Selected excerpt
'''
3.1 Results of roof plane segmentation
To ensure the adequacy of candidate planes for the plane optimization model, a plane fitting operation by randomly sampling at least four points was introduced and the evaluation was performed on a per-roof plane level by ISPRS. The proposed method achieved 201 correctly reconstructed roof planes out of 202 that were fully reconstructed in Area 1, while 130 were correctly reconstructed for Area 3. Moreover, the correctness of the roof plane reconstruction in Areas 1 and 3 was 99.5% and 97.7%, respectively. Interestingly, the most common reason for false roof reconstruction is the insufficient number of points which is caused by the unsuccessful preprocessing of the building extraction. The extracted planes shown in Figure 10 will be used to construct the RSG.
Figure 10 shows that the global energy-optimized approach can be effective to extract roof planes. Compared with a traditional multi-model fitting method like RANSAC, the proposed approach can overcome inconsistencies such as noise and missing data between adjacent planes, and is more beneficial to construct the adjacent relationship between roof planes.
3.2 Structured reconstruction results
The final structured models are illustrated in Figure 11 and the heights of the building models are extracted from the ground point cloud. Since the visual perception rules of a roof structure are the only assumptions, the proposed approach can model a variety of complex buildings and deal with missing data.
'''
Information shown
'''
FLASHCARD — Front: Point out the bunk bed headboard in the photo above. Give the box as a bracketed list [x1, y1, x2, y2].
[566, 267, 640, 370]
'''
Exercise
Decide whether each statement agrees with the excerpt on roof reconstruction. Give yes or no for each and quote the deciding words. 1. In Area 1, the method correctly reconstructed 201 of 202 roof planes. 2. Roof plane reconstruction correctness was higher in Area 3 than in Area 1. 3. The heights of the building models are taken from the roof point cloud. The listing comes from a different source than the text.

The completed task
1. Yes: "The proposed method achieved 201 correctly reconstructed roof planes out of 202 that were fully reconstructed in Area 1"
2. No: "the correctness of the roof plane reconstruction in Areas 1 and 3 was 99.5% and 97.7%, respectively"
3. No: "the heights of the building models are extracted from the ground point cloud"